TO DO:
A. In the update about Paul, what day of the week are the consular staff scheduled to call him?
B. Continue the update about Paul from the end of its last paragraph.

SELECTED EXCERPT:
*** Block opens ***

How many days before you start to worry? Paul has told us repeatedly over the last 47 months (as of today) that, if he doesn't call home for more than 3 days, to alert the U.S. Embassy. So our parents did that, and heard back that the consular staff had also not heard from Paul. They have a call scheduled with him on Thursdays and he failed to make it last week. It's incredibly unusual for Paul to miss trying to call home on a holiday like Thanksgiving. We've been worried for 1,431 days if I'm frank, but days when he is out of contact for a stretch of time we worry with specificity.
If you haven't read today's RIA/Novosti interview with US Embassy Charge d'Affaires Elizabeth Rood, it's a good one. https://ria.ru/20221128/rud-1834669443.html In particular, she talks about the staffing issues at the US Embassy in Moscow. Those are the very staff we rely on to help Paul and, since the Kremlin forced all of the Russian staff employed by the Embassy to be terminated, the consular support role has gotten much harder.
We hope that they will find out what Paul's condition is soon: is his phone card out of funds? Is he in solitary? Has he been moved to a hospital camp again without his request? Transport somewhere always comes to mind because prisoner transfers always seem to happen on a Friday. And, if it's punitive, what is the prison retaliating for?

*** Block closes ***

SOURCE DATA:
*** Block opens ***

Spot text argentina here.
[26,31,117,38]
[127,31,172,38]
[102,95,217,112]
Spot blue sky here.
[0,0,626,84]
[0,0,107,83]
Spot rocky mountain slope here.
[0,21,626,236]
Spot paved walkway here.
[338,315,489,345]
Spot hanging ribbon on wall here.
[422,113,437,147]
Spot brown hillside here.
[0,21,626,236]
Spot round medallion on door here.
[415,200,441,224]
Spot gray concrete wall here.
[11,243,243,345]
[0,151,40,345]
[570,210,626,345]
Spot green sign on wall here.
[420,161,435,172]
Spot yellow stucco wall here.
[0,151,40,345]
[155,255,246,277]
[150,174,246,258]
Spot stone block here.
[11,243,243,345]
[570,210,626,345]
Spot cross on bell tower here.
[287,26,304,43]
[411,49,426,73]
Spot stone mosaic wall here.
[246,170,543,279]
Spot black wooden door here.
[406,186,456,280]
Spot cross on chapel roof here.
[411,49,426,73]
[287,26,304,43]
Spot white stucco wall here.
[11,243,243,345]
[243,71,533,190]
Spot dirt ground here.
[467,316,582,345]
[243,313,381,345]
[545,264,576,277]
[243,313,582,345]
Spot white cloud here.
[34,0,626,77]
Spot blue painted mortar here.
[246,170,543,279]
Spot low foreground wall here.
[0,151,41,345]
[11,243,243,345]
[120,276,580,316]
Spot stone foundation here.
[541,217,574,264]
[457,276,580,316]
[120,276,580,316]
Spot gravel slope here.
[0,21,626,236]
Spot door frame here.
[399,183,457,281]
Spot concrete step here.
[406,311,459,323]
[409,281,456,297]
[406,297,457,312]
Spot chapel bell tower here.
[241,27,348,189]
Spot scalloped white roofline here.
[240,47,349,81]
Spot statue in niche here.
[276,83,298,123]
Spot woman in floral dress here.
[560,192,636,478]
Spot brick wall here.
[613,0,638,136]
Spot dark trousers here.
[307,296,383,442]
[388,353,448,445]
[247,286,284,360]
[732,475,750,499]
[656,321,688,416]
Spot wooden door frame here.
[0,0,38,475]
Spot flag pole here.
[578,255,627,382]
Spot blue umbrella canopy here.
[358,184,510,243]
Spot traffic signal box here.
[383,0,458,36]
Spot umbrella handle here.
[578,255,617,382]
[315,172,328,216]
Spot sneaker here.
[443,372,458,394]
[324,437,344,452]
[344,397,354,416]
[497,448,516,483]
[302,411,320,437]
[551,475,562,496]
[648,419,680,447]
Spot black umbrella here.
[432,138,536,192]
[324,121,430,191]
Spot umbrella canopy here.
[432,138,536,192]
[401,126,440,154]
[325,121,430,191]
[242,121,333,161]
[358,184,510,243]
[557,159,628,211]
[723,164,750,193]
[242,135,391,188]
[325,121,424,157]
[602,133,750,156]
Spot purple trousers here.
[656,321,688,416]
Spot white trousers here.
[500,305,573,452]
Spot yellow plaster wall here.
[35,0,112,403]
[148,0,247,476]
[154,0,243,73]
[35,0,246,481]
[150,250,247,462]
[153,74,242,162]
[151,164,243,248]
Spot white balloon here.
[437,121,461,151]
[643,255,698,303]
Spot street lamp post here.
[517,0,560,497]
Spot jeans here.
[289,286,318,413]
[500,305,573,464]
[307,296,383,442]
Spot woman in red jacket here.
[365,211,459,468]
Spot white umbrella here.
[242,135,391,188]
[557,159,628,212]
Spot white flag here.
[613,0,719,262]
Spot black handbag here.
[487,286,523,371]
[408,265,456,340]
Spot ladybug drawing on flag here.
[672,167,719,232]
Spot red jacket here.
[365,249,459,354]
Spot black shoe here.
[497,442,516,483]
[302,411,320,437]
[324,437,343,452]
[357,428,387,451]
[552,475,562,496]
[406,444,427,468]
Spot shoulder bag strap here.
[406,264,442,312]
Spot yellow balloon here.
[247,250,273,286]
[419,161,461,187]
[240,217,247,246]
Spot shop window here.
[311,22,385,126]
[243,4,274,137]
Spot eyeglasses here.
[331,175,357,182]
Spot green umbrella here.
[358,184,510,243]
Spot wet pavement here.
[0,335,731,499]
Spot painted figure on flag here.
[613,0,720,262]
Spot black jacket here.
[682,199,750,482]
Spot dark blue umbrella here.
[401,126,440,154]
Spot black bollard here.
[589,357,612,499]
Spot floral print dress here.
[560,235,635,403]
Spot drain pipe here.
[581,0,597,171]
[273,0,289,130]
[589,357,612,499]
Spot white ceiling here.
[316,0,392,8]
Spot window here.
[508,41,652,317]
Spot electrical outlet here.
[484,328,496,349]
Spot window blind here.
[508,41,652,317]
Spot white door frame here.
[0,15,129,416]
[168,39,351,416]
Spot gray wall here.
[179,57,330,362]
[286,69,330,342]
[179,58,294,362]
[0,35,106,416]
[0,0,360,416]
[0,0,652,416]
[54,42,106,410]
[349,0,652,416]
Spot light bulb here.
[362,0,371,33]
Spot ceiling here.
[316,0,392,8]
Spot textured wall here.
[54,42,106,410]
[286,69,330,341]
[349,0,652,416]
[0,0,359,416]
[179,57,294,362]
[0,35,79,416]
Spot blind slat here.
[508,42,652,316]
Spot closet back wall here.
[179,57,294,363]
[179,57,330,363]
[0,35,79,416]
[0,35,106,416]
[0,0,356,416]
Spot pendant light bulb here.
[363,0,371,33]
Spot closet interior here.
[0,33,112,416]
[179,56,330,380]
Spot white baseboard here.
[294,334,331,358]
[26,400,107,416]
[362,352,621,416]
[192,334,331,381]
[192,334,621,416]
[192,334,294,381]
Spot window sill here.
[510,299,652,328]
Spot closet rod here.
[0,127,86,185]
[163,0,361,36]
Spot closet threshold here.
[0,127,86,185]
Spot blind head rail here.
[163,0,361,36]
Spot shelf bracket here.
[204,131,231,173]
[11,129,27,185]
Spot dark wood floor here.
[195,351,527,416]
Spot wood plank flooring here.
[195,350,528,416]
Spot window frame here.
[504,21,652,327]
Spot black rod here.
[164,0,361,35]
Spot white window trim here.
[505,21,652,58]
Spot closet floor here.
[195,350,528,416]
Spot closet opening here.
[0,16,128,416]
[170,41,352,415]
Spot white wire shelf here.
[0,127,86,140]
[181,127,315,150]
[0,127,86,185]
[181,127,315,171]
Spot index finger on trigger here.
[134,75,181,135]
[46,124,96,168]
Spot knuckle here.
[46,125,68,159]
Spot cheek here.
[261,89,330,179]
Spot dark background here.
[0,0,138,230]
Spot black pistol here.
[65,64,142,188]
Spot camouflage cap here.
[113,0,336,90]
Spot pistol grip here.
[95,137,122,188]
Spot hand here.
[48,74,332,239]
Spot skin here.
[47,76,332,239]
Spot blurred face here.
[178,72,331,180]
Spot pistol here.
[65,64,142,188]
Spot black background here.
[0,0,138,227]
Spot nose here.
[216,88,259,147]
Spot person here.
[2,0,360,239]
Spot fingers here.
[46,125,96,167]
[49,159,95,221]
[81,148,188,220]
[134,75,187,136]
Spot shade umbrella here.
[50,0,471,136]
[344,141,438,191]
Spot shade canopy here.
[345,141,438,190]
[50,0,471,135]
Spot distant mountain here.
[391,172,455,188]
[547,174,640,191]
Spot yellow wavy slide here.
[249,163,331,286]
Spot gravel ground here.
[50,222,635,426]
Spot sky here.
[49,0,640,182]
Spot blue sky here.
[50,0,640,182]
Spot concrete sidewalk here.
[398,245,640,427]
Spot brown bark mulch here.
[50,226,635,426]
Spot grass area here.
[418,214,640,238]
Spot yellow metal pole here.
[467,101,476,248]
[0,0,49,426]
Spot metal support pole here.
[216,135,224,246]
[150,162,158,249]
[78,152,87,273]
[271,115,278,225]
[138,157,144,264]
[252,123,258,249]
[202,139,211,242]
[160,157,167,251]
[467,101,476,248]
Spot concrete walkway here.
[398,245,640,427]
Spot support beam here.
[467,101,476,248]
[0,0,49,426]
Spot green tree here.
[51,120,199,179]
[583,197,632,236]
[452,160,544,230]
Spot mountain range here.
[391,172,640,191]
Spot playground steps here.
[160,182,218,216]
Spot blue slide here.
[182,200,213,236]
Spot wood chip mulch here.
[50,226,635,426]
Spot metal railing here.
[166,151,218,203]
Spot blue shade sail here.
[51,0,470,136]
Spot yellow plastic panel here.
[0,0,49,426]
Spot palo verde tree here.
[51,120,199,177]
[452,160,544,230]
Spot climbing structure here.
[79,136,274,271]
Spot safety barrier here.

*** Block closes ***

RESULTS BY TASK:
A. Thursdays.

B.
Charge d'Affaires Rood also discusses the ongoing negotiations for Paul, and for Brittney Griner, to be released. Although negotiation may not be the word, since the Kremlin is not apparently working towards bringing any Russians home from US prisons. But it is reassuring to read her comments about the care that the US Embassy staff take about all Americans held in Russian prisons, "to ensure the well-being of the American citizens here. And the situation is not limited to the names of those who are mentioned in the headlines of the media - a number of American citizens are held in Russian prisons. We are extremely concerned about the condition of each of them, and we continue to monitor their affairs very closely and to support them in every possible way."
We will never be able to thank the US Embassy staff enough for their years of care for Paul. We hope that the Kremlin eventually finds a Russian in US custody they care about, and return Paul and other Americans home to their families.